> [Entries from a point annotation set]
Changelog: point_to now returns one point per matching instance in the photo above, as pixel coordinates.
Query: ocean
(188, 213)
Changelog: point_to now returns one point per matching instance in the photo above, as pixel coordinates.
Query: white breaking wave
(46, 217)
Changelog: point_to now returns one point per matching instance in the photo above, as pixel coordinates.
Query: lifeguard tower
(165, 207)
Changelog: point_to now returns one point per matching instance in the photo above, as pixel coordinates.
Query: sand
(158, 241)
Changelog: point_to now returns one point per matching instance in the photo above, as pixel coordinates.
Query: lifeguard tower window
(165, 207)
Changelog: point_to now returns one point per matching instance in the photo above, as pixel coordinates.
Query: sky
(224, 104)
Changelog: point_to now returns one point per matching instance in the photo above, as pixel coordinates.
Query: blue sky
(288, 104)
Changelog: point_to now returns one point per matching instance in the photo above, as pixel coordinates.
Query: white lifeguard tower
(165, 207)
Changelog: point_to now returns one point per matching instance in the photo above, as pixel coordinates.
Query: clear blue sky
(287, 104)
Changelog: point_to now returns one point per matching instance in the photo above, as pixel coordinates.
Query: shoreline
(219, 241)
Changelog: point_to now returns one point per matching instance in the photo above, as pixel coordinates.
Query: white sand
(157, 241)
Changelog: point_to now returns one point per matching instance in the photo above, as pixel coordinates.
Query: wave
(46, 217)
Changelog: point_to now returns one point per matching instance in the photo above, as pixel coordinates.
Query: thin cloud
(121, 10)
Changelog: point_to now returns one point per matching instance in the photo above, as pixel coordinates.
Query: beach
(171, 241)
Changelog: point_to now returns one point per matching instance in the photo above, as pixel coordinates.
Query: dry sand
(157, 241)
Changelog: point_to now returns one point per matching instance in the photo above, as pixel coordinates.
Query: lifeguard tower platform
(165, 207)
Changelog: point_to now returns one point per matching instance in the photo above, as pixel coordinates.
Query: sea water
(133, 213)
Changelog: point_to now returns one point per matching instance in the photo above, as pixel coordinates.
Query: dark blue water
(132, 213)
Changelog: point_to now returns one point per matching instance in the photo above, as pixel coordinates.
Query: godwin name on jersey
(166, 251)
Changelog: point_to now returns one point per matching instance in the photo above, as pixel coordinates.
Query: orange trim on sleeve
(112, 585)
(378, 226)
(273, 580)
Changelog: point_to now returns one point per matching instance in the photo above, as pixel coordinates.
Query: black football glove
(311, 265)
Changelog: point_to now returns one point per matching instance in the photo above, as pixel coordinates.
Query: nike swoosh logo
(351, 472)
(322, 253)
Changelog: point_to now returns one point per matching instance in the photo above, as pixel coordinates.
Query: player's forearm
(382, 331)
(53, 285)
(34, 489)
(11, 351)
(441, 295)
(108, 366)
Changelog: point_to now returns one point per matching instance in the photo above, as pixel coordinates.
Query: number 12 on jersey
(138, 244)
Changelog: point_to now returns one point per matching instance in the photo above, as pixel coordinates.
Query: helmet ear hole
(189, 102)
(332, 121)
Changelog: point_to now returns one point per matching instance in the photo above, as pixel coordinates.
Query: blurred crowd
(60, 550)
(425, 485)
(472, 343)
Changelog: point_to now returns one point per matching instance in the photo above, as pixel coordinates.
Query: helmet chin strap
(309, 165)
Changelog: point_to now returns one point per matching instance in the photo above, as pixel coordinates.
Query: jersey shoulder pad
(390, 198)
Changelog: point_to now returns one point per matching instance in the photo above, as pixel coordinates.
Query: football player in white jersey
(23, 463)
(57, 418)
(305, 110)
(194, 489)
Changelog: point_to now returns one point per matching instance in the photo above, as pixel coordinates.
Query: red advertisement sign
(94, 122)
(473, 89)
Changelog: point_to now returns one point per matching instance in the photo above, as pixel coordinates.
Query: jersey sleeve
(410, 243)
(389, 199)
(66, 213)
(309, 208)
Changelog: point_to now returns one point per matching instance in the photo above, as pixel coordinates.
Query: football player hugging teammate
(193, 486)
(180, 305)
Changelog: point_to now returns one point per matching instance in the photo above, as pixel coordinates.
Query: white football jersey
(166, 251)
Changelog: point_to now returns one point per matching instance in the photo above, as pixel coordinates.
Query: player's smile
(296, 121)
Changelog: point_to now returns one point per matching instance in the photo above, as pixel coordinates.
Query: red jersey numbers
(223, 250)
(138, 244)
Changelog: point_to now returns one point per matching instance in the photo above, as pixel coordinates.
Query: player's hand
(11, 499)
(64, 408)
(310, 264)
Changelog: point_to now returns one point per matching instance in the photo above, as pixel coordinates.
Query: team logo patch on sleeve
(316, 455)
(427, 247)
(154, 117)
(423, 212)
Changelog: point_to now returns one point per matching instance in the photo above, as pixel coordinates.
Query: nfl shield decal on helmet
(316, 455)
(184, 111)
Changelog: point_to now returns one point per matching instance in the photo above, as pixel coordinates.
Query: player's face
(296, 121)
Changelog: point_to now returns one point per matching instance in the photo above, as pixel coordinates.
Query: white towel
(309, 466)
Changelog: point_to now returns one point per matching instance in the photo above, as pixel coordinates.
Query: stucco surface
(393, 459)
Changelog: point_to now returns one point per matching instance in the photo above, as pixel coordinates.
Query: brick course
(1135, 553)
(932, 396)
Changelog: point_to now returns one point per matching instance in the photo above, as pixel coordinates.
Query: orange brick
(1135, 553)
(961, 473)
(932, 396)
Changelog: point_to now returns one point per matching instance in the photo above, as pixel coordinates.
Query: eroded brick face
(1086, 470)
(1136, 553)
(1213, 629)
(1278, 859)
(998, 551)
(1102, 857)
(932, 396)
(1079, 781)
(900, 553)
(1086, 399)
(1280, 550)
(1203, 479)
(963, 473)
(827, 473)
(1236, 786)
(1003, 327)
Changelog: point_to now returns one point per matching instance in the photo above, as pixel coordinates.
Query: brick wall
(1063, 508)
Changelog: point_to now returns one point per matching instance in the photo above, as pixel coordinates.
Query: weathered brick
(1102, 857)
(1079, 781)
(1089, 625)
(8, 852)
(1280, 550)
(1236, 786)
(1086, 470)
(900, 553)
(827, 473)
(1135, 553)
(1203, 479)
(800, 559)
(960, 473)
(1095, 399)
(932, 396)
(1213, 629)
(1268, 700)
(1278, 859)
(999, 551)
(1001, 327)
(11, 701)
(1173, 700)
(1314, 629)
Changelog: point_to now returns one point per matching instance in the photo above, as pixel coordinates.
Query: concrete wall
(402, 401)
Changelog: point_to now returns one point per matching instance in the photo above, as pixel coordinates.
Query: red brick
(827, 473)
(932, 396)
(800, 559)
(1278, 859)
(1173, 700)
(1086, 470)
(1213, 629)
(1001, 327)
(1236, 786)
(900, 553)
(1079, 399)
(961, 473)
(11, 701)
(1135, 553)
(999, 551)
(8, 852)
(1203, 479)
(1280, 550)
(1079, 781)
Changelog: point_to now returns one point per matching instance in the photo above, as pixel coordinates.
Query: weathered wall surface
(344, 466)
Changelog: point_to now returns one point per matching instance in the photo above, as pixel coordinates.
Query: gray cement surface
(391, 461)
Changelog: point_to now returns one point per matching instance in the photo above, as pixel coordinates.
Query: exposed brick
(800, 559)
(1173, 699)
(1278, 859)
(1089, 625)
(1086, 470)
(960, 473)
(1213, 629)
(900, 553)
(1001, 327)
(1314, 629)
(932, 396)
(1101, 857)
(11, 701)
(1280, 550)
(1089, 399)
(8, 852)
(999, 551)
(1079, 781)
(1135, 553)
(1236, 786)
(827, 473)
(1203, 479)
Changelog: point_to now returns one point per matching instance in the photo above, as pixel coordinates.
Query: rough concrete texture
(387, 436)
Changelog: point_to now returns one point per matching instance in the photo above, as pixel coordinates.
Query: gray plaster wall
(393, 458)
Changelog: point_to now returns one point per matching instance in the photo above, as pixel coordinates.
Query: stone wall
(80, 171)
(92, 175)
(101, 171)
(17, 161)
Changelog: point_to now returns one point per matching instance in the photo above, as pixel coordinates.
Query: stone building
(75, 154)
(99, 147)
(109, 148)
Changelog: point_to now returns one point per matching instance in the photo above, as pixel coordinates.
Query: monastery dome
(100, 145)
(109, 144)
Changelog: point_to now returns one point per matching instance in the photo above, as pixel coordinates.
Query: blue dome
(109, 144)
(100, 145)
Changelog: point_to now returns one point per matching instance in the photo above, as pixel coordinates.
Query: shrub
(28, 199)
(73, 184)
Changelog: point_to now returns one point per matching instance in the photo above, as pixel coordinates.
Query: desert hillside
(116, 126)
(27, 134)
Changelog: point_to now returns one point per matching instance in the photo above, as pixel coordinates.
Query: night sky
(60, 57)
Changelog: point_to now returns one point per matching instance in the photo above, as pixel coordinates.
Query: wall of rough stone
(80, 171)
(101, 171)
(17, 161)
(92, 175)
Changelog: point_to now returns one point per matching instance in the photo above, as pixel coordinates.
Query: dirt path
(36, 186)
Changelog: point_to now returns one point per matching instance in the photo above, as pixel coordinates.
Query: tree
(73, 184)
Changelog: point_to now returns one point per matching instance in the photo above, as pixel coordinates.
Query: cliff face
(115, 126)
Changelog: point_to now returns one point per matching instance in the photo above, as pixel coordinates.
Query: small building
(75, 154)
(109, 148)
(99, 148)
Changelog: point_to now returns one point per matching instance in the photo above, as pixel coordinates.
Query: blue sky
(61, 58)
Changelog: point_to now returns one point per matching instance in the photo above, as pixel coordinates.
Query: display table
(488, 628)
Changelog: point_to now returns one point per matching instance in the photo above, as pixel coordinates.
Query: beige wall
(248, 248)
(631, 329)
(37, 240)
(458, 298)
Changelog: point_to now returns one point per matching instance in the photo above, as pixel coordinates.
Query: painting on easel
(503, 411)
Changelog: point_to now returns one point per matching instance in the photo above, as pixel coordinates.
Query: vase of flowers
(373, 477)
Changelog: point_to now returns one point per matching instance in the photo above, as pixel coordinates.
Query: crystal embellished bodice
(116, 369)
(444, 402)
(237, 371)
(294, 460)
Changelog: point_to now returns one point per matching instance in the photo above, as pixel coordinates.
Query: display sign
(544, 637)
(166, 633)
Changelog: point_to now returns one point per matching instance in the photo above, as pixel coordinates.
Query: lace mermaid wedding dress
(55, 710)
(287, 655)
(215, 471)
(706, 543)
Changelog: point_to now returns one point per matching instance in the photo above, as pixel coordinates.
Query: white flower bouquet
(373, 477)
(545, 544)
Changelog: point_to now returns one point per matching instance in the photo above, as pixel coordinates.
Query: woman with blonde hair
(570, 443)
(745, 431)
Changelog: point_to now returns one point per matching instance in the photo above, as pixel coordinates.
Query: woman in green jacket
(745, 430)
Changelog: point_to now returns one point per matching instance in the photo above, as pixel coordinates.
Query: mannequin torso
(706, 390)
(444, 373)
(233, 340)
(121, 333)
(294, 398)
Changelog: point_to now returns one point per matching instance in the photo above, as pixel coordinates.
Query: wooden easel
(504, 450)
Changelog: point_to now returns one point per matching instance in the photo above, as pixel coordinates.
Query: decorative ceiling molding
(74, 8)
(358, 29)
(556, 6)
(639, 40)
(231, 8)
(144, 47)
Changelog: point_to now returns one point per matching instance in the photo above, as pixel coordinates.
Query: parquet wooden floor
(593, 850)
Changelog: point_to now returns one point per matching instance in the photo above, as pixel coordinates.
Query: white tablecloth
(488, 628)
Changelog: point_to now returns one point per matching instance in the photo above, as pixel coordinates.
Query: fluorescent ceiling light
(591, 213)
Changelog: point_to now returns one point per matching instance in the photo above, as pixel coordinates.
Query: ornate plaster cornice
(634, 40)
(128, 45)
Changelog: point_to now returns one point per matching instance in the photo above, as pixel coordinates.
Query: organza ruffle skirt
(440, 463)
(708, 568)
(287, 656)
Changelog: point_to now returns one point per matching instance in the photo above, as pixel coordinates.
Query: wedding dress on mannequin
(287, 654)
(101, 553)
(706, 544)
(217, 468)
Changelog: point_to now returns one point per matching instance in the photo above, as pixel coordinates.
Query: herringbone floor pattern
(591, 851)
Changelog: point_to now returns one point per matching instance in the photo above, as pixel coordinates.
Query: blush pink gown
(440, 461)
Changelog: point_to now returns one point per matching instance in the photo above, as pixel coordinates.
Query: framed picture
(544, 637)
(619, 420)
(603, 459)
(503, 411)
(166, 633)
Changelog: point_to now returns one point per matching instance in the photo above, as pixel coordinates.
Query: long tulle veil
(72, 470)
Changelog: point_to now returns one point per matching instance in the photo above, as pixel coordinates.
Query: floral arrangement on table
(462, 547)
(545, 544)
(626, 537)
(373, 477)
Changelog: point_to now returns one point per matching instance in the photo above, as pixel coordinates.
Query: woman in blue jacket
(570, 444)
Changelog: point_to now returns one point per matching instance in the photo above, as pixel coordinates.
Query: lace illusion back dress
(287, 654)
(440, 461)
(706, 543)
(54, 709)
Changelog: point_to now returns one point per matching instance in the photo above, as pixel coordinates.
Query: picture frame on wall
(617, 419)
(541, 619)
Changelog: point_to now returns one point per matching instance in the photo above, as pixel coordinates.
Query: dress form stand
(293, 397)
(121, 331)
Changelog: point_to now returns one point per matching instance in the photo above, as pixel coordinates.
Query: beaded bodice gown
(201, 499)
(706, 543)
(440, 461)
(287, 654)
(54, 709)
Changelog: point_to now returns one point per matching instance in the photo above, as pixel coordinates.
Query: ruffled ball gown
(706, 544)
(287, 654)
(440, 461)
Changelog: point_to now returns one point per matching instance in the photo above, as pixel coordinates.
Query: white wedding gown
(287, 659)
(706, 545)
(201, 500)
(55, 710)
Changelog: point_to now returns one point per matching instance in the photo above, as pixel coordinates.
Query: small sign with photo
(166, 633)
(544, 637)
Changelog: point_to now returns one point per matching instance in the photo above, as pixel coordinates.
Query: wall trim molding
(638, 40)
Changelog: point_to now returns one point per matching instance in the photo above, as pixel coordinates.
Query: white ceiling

> [Task brief]
Gather every line above that contains the string "player", and treat uppercase and lowercase as different.

> [Task response]
Query: player's forearm
Query: football player in white jersey
Query: football player hugging teammate
Query: player's smile
Query: player's hand
Query: player's face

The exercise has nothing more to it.